Doelstellingen:
**A.** Welke aardrijkskundige namen met een hoofdletter staan in het verslag over het weekend Limburg, in de alinea die begint met "De route ging zoals gewoonlijk"? Noem ze allemaal.
**B.** Welke regels uit de records bevatten het woord "broom"? Som ze allemaal op en neem elke regel letterlijk over.

----- Gegeven tekst -----

Uit het clubblad "de KETTING" van HDKS
Weekend Limburg 23, 24 en 25 april 2004
Sander Pannekoek
Het was weer vroeg vertrekken voor ons jaarlijkse weekend Limburg wat dit jaar i.v.m. het aankomende jubileum iets vroeger was gepland. De weers-verwachtingen waren goed en de verwachtingen hoog gespannen, want wat staat ons dit jaar te wachten daar in het zuiden. Normaal is het toch altijd weer een lange reis naar het zuiden, maar door een omleiding duurde dit voor een enkeling met een oude mannenkwaal toch té lang. Vandaar dat er toch even een sanitaire stop gemaakt moest worden, de politie had een goede dag gehad als die op dat moment was langsgekomen met al die wildplassers langs de kant van de weg. Gingen we in voorgaande jaren met een groep uit Vaassen vroeg op pad om ook op de vrijdag al de nodige kilometers te kunnen maken. Dit jaar waren er meer leden die dit voorbeeld volgden, en zodoende stond er een grote groep klaar voor een eerste verkenning van dit mooie stukje Nederland
De route ging zoals gewoonlijk eerst richting Vaals dus dat betekent eerst
even wat rustig op en neer en genieten van de omgeving, maar na Slenaken moet
je toch al snel op de pedalen. Na Epen begint het echte werk en bij Camerig
heeft menigeen al geen oog meer voor de mooie vergezichten. Via het Vijlenerbosch
en een stukje België en een mooie klim naar ons eerste hoogtepunt van dit
weekend, het drielandenpunt. Hier heb ik een aantal foto´s gemaakt voor
o,a, onze website van de mensen die hier na mij boven kwamen, helaas mis je
zodoende wel altijd de snellere mannen. Dan blijkt ook dat er grote verschillen
zijn, en dat waar het tempo daalt de leeftijd van de leden stijgt, een enkele
uitzondering daargelaten, dit beeld kwam steeds weer terug. Maar als iedereen
weer boven bijgekomen is wordt gezamenlijk de afdaling ingezet op weg naar een
volgende klim. Op de terugweg naar het park hebben we nog even de Gulperberg
vanaf Partij beklommen, deze bleek voor onze oude voorzitter nét iets
te stijl. Toen Rein Witteveen terug fietste om hem te halen zag hij Willie trainend
voor de wandelvierdaagse, maar toen hij mij boven met de camera zag staan stapte
hij snel weer op zijn fiets om toch fietsend boven te komen.

----- De invoer -----

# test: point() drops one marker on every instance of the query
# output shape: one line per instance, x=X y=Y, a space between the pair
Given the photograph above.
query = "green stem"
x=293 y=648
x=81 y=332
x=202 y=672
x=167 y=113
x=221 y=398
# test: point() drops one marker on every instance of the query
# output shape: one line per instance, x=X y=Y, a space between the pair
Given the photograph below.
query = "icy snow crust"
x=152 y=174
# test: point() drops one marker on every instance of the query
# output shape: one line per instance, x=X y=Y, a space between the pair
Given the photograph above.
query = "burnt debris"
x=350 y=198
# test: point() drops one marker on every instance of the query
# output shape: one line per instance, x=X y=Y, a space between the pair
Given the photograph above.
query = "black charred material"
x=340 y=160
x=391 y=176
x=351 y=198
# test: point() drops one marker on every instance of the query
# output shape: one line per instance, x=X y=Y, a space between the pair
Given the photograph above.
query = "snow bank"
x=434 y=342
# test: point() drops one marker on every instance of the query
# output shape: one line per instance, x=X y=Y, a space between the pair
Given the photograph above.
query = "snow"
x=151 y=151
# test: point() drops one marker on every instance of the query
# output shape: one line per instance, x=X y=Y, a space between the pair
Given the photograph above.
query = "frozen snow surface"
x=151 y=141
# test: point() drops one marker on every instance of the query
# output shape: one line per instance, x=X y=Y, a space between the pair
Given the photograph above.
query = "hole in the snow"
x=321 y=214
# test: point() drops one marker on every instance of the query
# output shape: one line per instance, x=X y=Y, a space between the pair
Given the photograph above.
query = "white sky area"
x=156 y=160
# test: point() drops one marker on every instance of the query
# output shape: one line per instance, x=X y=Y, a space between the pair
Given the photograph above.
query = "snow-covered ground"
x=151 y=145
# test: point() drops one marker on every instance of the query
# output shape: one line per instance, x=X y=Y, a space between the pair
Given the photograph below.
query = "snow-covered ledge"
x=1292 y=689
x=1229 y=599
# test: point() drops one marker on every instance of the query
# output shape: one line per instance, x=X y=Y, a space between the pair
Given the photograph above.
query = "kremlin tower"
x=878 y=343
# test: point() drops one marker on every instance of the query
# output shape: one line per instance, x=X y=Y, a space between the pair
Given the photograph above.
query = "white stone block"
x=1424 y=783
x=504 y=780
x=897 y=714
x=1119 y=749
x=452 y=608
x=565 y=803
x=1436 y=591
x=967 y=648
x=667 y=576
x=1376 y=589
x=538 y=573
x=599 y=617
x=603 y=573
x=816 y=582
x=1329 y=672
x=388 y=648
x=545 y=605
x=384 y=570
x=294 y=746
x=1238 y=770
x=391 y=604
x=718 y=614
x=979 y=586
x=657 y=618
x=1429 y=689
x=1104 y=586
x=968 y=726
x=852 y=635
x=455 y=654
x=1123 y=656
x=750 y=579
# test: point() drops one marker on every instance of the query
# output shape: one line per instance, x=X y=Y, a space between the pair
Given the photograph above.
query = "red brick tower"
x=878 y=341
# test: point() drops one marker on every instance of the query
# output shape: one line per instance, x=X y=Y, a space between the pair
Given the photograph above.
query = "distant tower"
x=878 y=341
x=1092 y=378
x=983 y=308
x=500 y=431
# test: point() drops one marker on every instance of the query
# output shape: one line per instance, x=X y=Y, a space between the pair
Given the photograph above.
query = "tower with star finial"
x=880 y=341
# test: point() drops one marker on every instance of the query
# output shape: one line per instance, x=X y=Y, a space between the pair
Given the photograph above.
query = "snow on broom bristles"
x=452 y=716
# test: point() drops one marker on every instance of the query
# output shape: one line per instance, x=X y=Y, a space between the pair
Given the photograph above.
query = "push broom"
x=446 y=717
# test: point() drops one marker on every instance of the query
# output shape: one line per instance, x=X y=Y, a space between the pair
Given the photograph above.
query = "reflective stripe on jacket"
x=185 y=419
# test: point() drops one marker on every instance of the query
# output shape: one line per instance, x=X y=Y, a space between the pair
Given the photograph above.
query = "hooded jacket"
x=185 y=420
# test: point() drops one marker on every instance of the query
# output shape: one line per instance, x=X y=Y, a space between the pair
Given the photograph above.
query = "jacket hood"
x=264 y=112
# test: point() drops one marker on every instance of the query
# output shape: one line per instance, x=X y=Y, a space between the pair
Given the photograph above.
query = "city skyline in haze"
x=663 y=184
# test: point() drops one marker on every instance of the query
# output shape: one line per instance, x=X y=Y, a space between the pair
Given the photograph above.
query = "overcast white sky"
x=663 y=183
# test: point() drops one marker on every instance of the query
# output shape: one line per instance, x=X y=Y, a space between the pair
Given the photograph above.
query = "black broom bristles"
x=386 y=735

-----

Resultaten per opdracht:
**A.** Vaals, Slenaken, Epen, Camerig, Vijlenerbosch, België, Gulperberg, Partij

**B.**
query = "snow on broom bristles"
query = "push broom"
query = "black broom bristles"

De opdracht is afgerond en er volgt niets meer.